- _Required work_:
- A) Can you duplicate the part of the gene regulation passage starting with "The processes by" and going on through "of this module."?
- B) In the gene regulation passage, what does the bulleted list say an organism facing a specific need must find and read?
- C) Can you resume the gene regulation passage with new sentences that follow on from its last sentence?

- _Text segment_:
_____

The processes by which different cells manage which genes are turned on and off, and how much protein is produced, are called gene regulation. And cells have more than one way of regulating gene activity. One approach to regulation, for example, relates to how chromosomes are wrapped up and coiled within the cell in the complicated structure known as chromatin. We'll cover this approach to gene regulation, sometimes called epigenetics, in another part of this module.

Here, we're going to focus on another way that cells regulate gene expression -- a team of specialized proteins in the cell called transcription factors (TFs). Understanding how TFs work is a big part of the modENCODE project.

Transcription Factors: Regulatory Authorities

Credit: DNA Learning Center/YouTube.

Most biology students are familiar with the basic molecular process by which a genotype (the way the gene for a specific trait is encoded in the DNA) is transformed into a phenotype (the expressed trait itself). The two steps:

  • Transcription. First, the genetic code is read off of the DNA and encoded into messenger RNA (mRNA). This process is handled by a protein called RNA polymerase, which zips down the DNA region and patches together pieces of RNA to form the long mRNA strand. (The process is well illustrated by the video at right from the DNA Learning Center, and also in a set of interactive slides from biologist-author John Kyrk.)
  • Translation. Once the mRNA has been assembled, it's used as a template for creating cellular proteins in the cell's ribosomes, which decode the message on the mRNA and construct the appropriate protein chain, in the process called translation. The assembled protein (sometimes altered after creation, in a process called posttranslational modification) then goes off to perform its specialized function in the cell.

While the process seems straightforward enough, in practice it's actually a complicated business. The organism, faced with a specific need, has to find, and read,

  • the right gene
  • in the right cell
  • at the right time
  • at the right level.

How can the cell possibly solve this problem? The most obvious way (but not the only way) to regulate gene expression is at the point of transcription itself -- directly controlling whether, and to what extent, a gene is activated. And that's where transcription factors (TFs) come in.

What Transcription Factors Are . . .

TFs are proteins that sit on the DNA -- more specifically, they are chemically tuned to bind to a specific sequence in the DNA next to the gene itself, known as an "enhancer" or "promoter" region -- and basically tell the RNA polymerase what to do with respect to that gene. If a TF helps polymerase find a gene and get started transcribing it, it is called an activator. And if it blocks RNA polymerase from transcribing the gene, it is called a repressor.

TFs can help determine not just whether a gene is expressed at all, but how strongly it's expressed -- that is, how much protein gets made. If a TF increases expression of a gene, it's said to up-regulate the gene; if it decreases gene expression, it's down-regulating. How do TFs accomplish this? A big part of it relates simply to how long the activator or repressor TF sits on the DNA -- the longer a TF is there, the bigger effect it can have.

. . . and Why They're Important

TFs are crucial for the survival of an organism, as they control which genes get expressed when and where and to what level. Failure to express the right gene, at the right time, in the right place -- or expressing the wrong gene at the wrong time in the wrong place -- can have serious consequences. Scientists need to figure out which TFs are bound where in a genome to understand regulatory networks that control how an organism develops and functions. This is what the modENCODE project set out to do in the model organisms, Drosophila and C.elegans. Some of the information learned by modENCODE from the fly and the worm can be directly translated into insights on how our own genomes function.

_____

- _Data provided_:
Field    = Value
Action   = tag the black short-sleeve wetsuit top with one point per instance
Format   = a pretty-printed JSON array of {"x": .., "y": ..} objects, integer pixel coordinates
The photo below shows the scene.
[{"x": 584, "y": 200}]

_____

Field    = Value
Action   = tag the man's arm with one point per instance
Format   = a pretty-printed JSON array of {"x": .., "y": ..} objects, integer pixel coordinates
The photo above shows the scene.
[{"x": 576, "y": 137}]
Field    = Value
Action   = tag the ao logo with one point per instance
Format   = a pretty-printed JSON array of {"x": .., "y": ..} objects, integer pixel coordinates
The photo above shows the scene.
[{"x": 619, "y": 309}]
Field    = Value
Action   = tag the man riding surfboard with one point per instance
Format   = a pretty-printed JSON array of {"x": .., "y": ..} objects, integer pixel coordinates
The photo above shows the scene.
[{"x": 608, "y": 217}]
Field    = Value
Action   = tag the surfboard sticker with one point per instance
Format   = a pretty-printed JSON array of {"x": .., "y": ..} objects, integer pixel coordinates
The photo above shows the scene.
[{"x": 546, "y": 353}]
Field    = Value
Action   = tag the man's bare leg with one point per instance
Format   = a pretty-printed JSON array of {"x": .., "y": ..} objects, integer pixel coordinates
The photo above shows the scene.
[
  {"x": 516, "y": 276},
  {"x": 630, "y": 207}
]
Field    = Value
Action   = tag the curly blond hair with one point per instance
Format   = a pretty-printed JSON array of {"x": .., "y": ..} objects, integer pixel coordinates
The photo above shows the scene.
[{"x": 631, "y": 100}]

_____

- _Responses for each task_:
- A)
The processes by which different cells manage which genes are turned on and off, and how much protein is produced, are called gene regulation. And cells have more than one way of regulating gene activity. One approach to regulation, for example, relates to how chromosomes are wrapped up and coiled within the cell in the complicated structure known as chromatin. We'll cover this approach to gene regulation, sometimes called epigenetics, in another part of this module.

- B)
- the right gene
- in the right cell
- at the right time
- at the right level

- C)
TFs Hooking Up with Certain DNA Sequences

TFs (suggested by the red ribbons pictured here) prefer to bind certain DNA sequences. The contact points of the protein and DNA result in binding of the protein to the DNA, if it is the right sequence. The closer the sequence is to the preferred TF site, the longer the TF hangs around.

Image source: European Bioinformatics Institute/Wikimedia Commons

Before diving into the modENCODE results, though, we need to address a few basic questions that have probably occurred to you:

  • How do transcription factors know where to go?

    TFs are a major category of a class of proteins called DNA-binding proteins. Such proteins are chemically tuned to recognize different combinations of same four DNA bases -- A, G, C, and T -- that genes use to code for proteins. The basic idea is that each TF recognizes different a combinations of these bases: one TF might recognize AGGCCT, for example, and another might recognize ACCGCA. If that particular DNA sequence is in the right place near a gene, then the right TF binds there and either marks it as an active gene (up-regulation) or hides it from the polymerase (down-regulation).

  • How do they know how long to stick around on a given gene?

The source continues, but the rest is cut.